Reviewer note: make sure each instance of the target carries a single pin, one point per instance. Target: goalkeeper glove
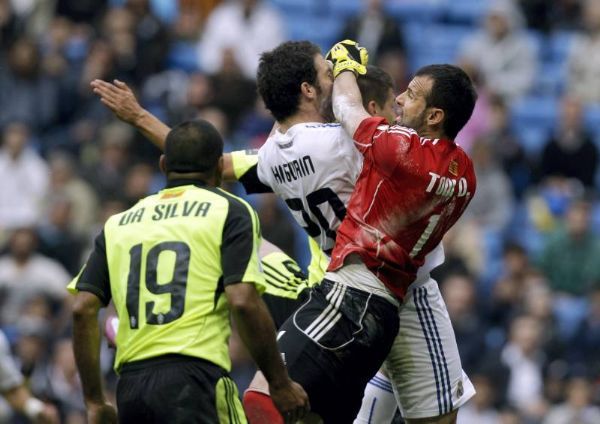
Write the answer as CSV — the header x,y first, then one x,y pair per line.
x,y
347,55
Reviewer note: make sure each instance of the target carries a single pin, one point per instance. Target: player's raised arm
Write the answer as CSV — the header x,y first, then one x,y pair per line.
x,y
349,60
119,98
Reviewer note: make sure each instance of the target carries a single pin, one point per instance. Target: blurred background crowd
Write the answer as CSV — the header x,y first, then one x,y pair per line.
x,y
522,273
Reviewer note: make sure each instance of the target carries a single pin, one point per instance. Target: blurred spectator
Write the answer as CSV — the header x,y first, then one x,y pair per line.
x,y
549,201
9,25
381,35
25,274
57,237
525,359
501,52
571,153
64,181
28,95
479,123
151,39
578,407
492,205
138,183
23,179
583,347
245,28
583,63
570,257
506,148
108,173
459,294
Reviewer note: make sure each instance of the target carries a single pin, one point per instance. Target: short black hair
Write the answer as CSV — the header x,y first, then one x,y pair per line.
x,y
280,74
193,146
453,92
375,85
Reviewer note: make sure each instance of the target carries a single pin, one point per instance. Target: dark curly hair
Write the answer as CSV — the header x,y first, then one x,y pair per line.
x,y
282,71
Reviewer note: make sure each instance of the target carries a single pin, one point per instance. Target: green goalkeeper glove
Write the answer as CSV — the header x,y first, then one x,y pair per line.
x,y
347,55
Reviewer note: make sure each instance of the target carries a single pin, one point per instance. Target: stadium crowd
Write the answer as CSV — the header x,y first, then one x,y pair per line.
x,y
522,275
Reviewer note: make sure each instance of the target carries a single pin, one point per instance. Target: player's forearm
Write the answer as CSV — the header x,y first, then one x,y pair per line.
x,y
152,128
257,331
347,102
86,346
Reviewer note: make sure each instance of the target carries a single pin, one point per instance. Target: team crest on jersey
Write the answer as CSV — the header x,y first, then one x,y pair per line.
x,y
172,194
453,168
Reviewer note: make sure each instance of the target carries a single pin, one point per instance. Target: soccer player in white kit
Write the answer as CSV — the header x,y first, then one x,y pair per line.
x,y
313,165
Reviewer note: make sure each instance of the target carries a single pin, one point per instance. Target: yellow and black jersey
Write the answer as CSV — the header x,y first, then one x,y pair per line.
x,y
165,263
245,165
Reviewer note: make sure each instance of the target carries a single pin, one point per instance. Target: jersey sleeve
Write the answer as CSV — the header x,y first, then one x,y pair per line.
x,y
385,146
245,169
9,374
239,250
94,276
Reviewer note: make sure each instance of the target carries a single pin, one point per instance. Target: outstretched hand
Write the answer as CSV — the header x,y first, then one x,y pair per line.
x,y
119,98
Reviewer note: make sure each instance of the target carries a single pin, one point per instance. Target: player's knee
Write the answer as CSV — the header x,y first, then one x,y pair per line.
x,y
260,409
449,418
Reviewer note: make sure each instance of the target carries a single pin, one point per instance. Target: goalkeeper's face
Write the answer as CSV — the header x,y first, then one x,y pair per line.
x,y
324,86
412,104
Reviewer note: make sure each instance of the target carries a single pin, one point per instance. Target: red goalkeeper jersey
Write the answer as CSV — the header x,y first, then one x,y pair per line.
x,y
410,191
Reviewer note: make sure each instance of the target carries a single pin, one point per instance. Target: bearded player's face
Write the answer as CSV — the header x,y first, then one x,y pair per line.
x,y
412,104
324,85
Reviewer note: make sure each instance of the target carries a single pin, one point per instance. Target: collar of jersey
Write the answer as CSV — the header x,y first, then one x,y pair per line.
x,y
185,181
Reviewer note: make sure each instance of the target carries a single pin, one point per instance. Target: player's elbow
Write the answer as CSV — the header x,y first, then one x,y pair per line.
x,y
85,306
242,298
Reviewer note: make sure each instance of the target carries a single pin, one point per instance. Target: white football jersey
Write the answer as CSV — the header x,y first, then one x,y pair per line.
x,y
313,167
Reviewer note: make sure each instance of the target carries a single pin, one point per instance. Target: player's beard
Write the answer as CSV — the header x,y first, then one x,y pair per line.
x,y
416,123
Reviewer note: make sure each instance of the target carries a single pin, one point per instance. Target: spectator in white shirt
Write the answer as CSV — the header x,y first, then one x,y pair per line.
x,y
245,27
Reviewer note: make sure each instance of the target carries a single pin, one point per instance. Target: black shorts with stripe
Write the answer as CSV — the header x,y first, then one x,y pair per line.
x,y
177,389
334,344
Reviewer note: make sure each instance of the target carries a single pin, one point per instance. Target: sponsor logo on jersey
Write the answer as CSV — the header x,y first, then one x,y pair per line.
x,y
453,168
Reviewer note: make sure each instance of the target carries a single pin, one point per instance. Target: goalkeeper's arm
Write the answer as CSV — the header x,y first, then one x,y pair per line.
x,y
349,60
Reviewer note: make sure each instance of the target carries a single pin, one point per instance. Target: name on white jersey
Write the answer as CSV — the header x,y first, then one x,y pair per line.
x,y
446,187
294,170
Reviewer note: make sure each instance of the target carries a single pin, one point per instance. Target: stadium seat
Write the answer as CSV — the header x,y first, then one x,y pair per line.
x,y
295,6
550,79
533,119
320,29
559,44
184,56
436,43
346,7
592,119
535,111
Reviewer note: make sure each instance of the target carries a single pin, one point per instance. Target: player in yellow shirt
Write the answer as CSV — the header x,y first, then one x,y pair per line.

(Job) Take the line in which "Target: goalkeeper's arm" occurs and each subsequent line through the end; give these lines again without alteration.

(Answer for this exercise)
Reviewer note: make sure each instance of the target carries a single pin, one point per instance. Target: goalkeeper's arm
Write the answer as CSV — the header x,y first, then one x,y pair per line.
x,y
349,60
Reviewer note: make sure each instance of the target carries a single pin, one point per instance. Target: name on white jersey
Write the answer as CSV — the header x,y first, then one x,y pair per line.
x,y
446,187
294,170
Reviewer note: make sure each instance of the target carries a single pin, one point per instance. Target: stadium seat
Write the answer as CSV — the header x,y first, then one x,y pair per line.
x,y
295,6
550,79
533,119
320,29
559,44
184,56
436,43
346,7
592,119
535,111
Reviewer note: make sure each instance of the target carries a single pin, one point per instance. Target: player in yellow shirt
Write the answer as CSV — the header x,y first, then one x,y pair per line.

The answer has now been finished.